*** Opening of AVAILABLE DATA ***

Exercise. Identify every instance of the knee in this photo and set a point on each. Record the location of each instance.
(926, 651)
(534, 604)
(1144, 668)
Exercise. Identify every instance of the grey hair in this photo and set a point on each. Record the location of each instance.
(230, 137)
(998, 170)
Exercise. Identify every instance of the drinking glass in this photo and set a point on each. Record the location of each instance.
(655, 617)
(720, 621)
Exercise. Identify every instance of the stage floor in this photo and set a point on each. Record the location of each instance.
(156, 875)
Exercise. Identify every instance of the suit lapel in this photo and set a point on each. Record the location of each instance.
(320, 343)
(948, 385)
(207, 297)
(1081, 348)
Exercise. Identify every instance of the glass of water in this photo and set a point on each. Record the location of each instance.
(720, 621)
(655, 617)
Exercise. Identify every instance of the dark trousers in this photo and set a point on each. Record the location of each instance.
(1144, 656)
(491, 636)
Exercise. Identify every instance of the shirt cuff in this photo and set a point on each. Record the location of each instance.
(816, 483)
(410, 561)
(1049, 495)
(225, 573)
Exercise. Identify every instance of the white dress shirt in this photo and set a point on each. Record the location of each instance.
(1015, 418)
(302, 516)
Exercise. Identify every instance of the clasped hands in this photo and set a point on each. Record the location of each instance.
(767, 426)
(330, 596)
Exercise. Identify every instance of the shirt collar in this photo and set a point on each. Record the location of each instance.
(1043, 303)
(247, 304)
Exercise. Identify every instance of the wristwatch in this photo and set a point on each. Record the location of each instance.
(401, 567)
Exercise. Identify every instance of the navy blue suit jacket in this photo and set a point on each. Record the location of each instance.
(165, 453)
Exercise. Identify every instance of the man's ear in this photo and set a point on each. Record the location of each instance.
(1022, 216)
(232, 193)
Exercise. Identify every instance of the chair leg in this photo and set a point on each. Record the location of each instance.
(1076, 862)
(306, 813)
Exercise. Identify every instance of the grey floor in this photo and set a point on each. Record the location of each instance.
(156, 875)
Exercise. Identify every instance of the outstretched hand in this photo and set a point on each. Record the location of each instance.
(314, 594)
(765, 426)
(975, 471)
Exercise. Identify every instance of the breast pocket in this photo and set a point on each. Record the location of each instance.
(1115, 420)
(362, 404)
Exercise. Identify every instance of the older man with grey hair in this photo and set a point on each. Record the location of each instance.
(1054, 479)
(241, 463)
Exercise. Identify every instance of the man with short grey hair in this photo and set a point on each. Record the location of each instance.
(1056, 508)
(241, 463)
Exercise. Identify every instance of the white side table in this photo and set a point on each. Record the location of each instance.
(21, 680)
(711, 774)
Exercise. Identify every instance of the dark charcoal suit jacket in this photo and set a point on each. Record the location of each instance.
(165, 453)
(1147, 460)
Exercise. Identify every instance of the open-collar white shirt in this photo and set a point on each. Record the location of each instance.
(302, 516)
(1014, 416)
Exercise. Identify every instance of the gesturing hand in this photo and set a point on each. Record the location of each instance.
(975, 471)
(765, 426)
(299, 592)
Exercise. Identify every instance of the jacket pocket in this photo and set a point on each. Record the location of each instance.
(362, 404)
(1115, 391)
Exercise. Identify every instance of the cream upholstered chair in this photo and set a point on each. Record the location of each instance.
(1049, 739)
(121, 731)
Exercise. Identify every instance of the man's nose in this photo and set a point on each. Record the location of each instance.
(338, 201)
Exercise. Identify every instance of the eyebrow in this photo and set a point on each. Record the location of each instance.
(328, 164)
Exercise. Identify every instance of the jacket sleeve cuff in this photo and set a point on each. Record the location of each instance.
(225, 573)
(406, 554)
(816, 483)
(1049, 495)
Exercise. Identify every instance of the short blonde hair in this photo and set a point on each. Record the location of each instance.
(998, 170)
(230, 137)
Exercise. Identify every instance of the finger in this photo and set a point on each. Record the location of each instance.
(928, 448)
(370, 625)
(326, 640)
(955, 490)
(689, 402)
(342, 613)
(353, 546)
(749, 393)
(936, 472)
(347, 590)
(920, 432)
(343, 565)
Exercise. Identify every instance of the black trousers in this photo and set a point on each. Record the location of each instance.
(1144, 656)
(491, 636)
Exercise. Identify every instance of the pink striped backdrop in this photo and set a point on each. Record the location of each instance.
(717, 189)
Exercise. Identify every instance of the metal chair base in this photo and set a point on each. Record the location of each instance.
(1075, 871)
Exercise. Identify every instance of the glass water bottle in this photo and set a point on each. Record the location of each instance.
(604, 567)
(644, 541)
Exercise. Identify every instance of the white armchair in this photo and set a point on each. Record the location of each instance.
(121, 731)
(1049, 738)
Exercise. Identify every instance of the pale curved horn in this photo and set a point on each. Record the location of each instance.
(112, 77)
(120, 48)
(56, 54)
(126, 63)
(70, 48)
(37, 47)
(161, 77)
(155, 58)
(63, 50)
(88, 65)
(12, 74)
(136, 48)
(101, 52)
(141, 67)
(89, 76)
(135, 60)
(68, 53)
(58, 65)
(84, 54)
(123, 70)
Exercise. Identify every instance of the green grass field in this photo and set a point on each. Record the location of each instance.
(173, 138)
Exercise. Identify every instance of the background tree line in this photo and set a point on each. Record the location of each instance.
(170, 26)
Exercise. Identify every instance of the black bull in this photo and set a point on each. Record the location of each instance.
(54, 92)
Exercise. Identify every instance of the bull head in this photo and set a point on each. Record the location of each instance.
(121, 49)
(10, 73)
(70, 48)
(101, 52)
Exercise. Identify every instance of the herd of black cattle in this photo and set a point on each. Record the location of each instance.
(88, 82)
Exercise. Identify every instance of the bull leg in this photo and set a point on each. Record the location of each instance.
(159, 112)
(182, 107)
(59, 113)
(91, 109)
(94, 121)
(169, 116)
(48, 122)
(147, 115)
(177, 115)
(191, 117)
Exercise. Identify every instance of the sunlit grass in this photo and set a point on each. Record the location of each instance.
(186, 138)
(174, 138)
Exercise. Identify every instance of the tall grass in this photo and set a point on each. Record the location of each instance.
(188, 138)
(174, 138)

*** Close of AVAILABLE DATA ***

WHAT IS REQUIRED:
Everything in the data must be repeated exactly; leave no line out.

RESULT OF THIS EXERCISE:
Exercise. Identify every instance of the knee in this photo and set a point on each. Record the location of each instance.
(926, 651)
(534, 604)
(1144, 668)
Exercise. Identify every instance of the grey hair in this photo and set a point on each. Record the location of each instance.
(230, 137)
(998, 170)
Exercise. Identify every instance of the drinking glass in this photo and set a point on each. Record the location of each instance.
(655, 617)
(720, 621)
Exercise. Identify every instance of the stage floor in this photo and set a point on each. Record the location of each instance.
(156, 875)
Exercise. Identify every instance of the suit lapel in this photo and set a point on each. Record the location of each instance.
(320, 343)
(948, 385)
(207, 297)
(1081, 348)
Exercise. Identify every instance of the glass of water in this photo and set a point on each. Record the location of each instance.
(720, 621)
(655, 617)
Exercise. Identify every instance of the dark trousers in this photo and set a point on each. Record the location of each instance.
(1144, 656)
(491, 636)
Exercise. Identify every instance of the shirt cuff in this photo and set a point on each. Record the location of each instance.
(816, 483)
(410, 561)
(1049, 495)
(225, 573)
Exercise. Identify every instance of the white dress shirt in this photo and set a point on each. Record the location of each instance.
(1015, 418)
(302, 516)
Exercise. Identify every instance of the clasped hands in this photo and set a point on each. Record the location of each instance.
(767, 426)
(330, 596)
Exercise. Identify every instance of the shirt collar in this photo and set a point on each. Record the location of each instance.
(1043, 303)
(247, 304)
Exercise. Identify every instance of the wristwatch in this photo and set a point on each. Record the location of each instance.
(401, 567)
Exercise. Identify every instance of the navy blue suit jacket in this photo and set a point on each. Record the location of each instance.
(165, 453)
Exercise. Identify every instance of the man's ear in this photo and set a point on each. Record the location of each instance.
(1022, 216)
(232, 193)
Exercise. Identify every instance of the chair leg in this photo and set a point on each. Record the location of each instance.
(1076, 862)
(306, 813)
Exercise. Identify every instance of the grey floor in this photo and set a point on each. Record the location of each instance.
(156, 875)
Exercise. Identify every instance of the outstretched hand in this photo and set a point on each. Record the location of each instance.
(314, 594)
(765, 426)
(975, 471)
Exercise. Identify every instance of the breast pocket in this photo and set a point on each. Record the location of each instance.
(1115, 420)
(362, 404)
Exercise. Identify every instance of the older man with grey hair in this photo and set a point on each. Record the location of each instance.
(1054, 479)
(241, 463)
Exercise. Identify every instance of the man with short grey hair in this photo and set a point on each. Record the location of each instance.
(1056, 508)
(241, 463)
Exercise. Identify every instance of the white side table in this photo and set a point on each. Record the location of each instance.
(21, 680)
(711, 774)
Exercise. Identify every instance of the dark charcoal suit jacket in this photo and set a point on each. Record the location of each instance.
(165, 453)
(1147, 460)
Exercise. Identify every instance of the open-collar white shirt in this photo and set a point on each. Record the location of each instance.
(302, 516)
(1014, 416)
Exercise. Identify every instance of the gesturing hand in this photo and set a point on each. Record the location of each instance.
(975, 471)
(765, 426)
(299, 592)
Exercise. Identify every instance of the jacket pocket in this photo and set a point on each. Record the location of each instance.
(362, 404)
(1115, 391)
Exercise. Identify every instance of the cream upholstered chair in this photo and set a point on each. Record the location of each instance.
(1049, 739)
(121, 731)
Exercise. Identify every instance of the man's nose in this photo and set a point on each. Record the location of each instance.
(338, 201)
Exercise. Identify every instance of the eyebrow in this photo and set a point on each. Record the location of each instance.
(328, 164)
Exercise. Identify every instance of the jacket sleeve cuff in this photo and set a point on each. Record the location of each instance.
(225, 573)
(406, 554)
(816, 483)
(1049, 495)
Exercise. Identify every instance of the short blonde hair in this photo and set a point on each. Record the location of each instance.
(998, 170)
(230, 137)
Exercise. Identify every instance of the finger in this photo and set a point on each. Record the location of each instance.
(928, 448)
(370, 625)
(326, 640)
(955, 490)
(689, 402)
(342, 613)
(353, 546)
(749, 393)
(936, 472)
(347, 590)
(920, 432)
(343, 565)
Exercise. Identify every instance of the black trousers in this photo and set a point on each. Record the location of each instance.
(1144, 656)
(491, 636)
Exercise. Identify every instance of the pink striped backdrop in this photo and set a point on each. Record the location of each instance.
(717, 189)
Exercise. Identify every instance of the metal chair base in this photo and set a point on each. Record the location of each instance.
(1075, 871)
Exercise. Identify every instance of the glass water bottle in this photo and set a point on each. Record the location of each instance.
(604, 567)
(644, 541)
Exercise. Identify every instance of the white armchair in this photo and set a point on each. Record the location of each instance.
(121, 731)
(1049, 738)
Exercise. Identify every instance of the pale curved horn in this photo and set a point on each. Record the location of each instance.
(112, 77)
(120, 48)
(56, 54)
(126, 63)
(70, 48)
(37, 47)
(161, 77)
(155, 58)
(63, 50)
(88, 65)
(12, 74)
(136, 48)
(101, 52)
(141, 67)
(89, 76)
(135, 60)
(68, 53)
(58, 65)
(84, 54)
(123, 70)
Exercise. Identify every instance of the green grass field in this photo and set a point on each. Record the location of each instance.
(173, 138)
Exercise. Identify every instance of the background tree line in this photo and set a point on each. Record the location of each instance.
(170, 26)
Exercise. Identify every instance of the black bull in this photo and set a point on each. Record the location of each instance.
(54, 92)
Exercise. Identify every instance of the bull head in this photo and set a point on each. Record the location of each instance.
(121, 49)
(10, 73)
(70, 48)
(101, 52)
Exercise. Identify every instance of the herd of black cattle in this photo and set a point on each. Record the location of each instance.
(88, 82)
Exercise. Identify every instance of the bull leg in this photo and set a point on each. Record the location of each instance.
(159, 112)
(182, 107)
(59, 113)
(91, 109)
(94, 121)
(169, 116)
(48, 122)
(147, 115)
(177, 115)
(191, 117)
Exercise. Identify every instance of the sunlit grass in this photo and set a point on each. Record the location of each instance.
(186, 138)
(174, 138)
Exercise. Identify every instance of the tall grass in this photo and set a point on each. Record the location of each instance.
(188, 138)
(174, 138)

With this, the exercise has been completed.